START Records to process

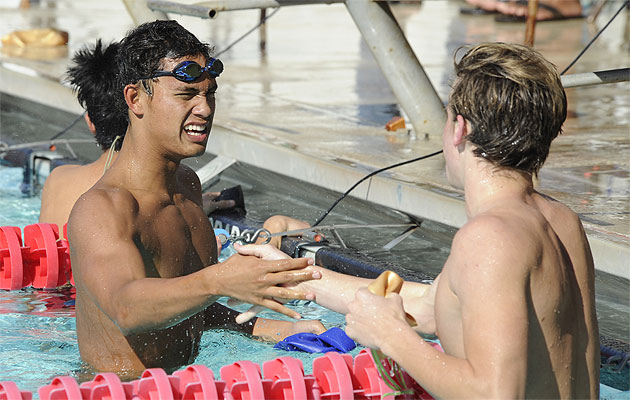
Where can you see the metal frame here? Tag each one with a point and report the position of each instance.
(374, 19)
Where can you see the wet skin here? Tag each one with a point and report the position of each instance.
(143, 251)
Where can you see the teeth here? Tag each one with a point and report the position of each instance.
(196, 130)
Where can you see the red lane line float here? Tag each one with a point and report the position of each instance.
(289, 381)
(62, 387)
(335, 376)
(10, 391)
(12, 258)
(106, 386)
(244, 381)
(42, 262)
(197, 382)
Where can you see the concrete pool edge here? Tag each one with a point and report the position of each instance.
(429, 202)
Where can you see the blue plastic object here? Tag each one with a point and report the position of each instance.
(222, 233)
(334, 339)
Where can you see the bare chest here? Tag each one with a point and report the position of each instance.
(175, 240)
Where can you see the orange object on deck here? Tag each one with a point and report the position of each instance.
(395, 123)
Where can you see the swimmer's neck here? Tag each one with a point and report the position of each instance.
(144, 167)
(486, 187)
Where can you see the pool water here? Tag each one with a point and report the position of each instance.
(38, 331)
(37, 327)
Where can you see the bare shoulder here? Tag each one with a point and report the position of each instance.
(491, 248)
(188, 176)
(556, 212)
(102, 208)
(189, 183)
(60, 175)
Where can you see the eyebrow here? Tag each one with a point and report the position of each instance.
(192, 89)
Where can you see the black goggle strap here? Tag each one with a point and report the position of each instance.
(188, 71)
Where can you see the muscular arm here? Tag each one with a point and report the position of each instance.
(335, 290)
(486, 274)
(109, 268)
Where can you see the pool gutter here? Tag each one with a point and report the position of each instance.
(424, 201)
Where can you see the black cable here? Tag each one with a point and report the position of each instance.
(595, 37)
(247, 33)
(68, 127)
(320, 219)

END Records to process

Copy all of the data word for word, and keep the pictures out of it.

→ Response to the exercise
Where can you see the metal frame here? Tag each one with a point and report the position of each instance.
(374, 19)
Where can you see the wet skin here? Tag each one with a point and report the position of each instance.
(143, 251)
Where can you see the teeth here? Tag each one with a point and report the position of each instance.
(196, 130)
Where can you see the red lane line float here? Tag each one with a point and report the position of each instance.
(289, 381)
(62, 387)
(335, 376)
(10, 391)
(12, 258)
(106, 386)
(244, 381)
(42, 262)
(197, 382)
Where can you see the concrete pool edge here? Tag each one with a point and report the position of each instance.
(429, 202)
Where can you see the blue plastic object here? Tag each one with a point and report the position of each instance.
(222, 233)
(334, 339)
Where can you see the bare chest here? Tag each one with a point and report the position of each instance.
(175, 240)
Where can you see the orange object on deck here? Tag each one with a point and report the position of each instance.
(395, 123)
Where can you see the swimmer's neck here? Tag each one with a point and report the position of each instance.
(144, 167)
(486, 187)
Where can you see the pool water here? Tag each one with a point and report the position of each instance.
(38, 331)
(37, 327)
Where can you see the bare shoulder here? Tag each one with a point and report the position of each instance.
(491, 248)
(188, 176)
(556, 212)
(102, 208)
(189, 183)
(60, 175)
Where can you see the eyebrow here? Tag each one with a point and report the position of each instance.
(192, 89)
Where can you see the black goggle strap here? Tag each one with a point and report the position of each instance.
(188, 71)
Where can you see the muscular arm here? Tag each one with a point and report the position of each instance.
(335, 290)
(486, 274)
(109, 268)
Where can you see the pool gutter here? Tag each one with a point and report the position of each instance.
(424, 201)
Where can you see the black cable here? Tag each one with a point and report the position of each instance.
(595, 37)
(247, 33)
(68, 127)
(320, 219)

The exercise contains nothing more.